[Source data]

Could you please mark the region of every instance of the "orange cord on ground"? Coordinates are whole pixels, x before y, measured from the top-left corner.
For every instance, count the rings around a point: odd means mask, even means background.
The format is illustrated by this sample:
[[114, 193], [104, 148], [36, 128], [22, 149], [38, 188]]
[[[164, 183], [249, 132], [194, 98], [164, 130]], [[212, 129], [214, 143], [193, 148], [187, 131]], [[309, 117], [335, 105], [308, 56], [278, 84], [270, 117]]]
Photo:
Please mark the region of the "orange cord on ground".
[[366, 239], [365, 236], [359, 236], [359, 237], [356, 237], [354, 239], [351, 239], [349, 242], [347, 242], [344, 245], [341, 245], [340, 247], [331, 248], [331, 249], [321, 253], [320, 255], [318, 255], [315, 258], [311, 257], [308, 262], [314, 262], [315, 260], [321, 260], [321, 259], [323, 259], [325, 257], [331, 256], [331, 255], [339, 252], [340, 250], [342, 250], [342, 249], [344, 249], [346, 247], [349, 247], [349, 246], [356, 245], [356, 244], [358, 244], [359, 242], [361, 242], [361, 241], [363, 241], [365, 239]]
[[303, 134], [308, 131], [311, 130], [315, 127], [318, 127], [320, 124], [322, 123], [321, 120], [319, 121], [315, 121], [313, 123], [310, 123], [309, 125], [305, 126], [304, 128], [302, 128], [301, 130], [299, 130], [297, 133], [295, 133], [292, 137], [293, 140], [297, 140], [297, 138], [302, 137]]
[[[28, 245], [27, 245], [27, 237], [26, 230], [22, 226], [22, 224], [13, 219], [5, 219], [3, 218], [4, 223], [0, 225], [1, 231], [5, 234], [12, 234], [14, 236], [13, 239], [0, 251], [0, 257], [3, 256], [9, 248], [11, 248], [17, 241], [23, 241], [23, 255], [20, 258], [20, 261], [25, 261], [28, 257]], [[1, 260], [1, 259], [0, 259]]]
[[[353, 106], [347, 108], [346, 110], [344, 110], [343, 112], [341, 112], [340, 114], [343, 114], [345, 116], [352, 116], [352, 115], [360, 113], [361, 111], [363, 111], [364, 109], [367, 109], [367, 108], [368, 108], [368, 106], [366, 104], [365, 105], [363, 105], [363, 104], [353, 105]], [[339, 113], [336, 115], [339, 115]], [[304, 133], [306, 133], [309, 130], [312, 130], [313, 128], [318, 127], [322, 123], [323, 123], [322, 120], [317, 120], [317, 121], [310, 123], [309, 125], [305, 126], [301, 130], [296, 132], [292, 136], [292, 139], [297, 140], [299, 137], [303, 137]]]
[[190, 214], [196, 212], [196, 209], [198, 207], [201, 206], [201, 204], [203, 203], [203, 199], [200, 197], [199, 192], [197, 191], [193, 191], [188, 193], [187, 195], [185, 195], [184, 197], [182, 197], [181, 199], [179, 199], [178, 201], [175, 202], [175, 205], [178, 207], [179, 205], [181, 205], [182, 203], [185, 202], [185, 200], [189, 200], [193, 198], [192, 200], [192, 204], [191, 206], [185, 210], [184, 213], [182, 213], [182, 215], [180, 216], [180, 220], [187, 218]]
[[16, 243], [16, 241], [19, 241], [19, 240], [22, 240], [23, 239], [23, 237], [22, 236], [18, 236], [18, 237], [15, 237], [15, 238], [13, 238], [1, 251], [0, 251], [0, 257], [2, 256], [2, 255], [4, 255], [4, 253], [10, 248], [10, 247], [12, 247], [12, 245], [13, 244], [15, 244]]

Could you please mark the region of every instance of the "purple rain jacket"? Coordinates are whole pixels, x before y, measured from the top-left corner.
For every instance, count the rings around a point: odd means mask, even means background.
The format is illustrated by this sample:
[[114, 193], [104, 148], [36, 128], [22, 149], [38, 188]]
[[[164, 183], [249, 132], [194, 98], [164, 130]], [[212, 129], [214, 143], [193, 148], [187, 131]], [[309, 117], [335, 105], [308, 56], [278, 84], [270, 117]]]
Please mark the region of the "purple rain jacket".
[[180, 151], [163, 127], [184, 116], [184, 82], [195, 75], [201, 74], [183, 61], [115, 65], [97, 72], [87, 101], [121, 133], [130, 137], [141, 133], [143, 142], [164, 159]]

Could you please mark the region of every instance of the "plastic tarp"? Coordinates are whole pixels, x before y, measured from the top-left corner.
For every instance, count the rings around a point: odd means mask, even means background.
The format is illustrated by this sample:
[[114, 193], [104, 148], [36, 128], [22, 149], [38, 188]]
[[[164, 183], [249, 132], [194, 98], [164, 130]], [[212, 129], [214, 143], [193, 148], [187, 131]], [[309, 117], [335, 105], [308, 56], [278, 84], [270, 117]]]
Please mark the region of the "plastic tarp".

TASK GOAL: Within the records, filter for lines that contain the word "tarp" and show each one.

ANSWER SECTION:
Could you please mark the region of every instance of the "plastic tarp"? Coordinates are whole pixels, x before y, measured from the top-left corner.
Please mark the region of the "plastic tarp".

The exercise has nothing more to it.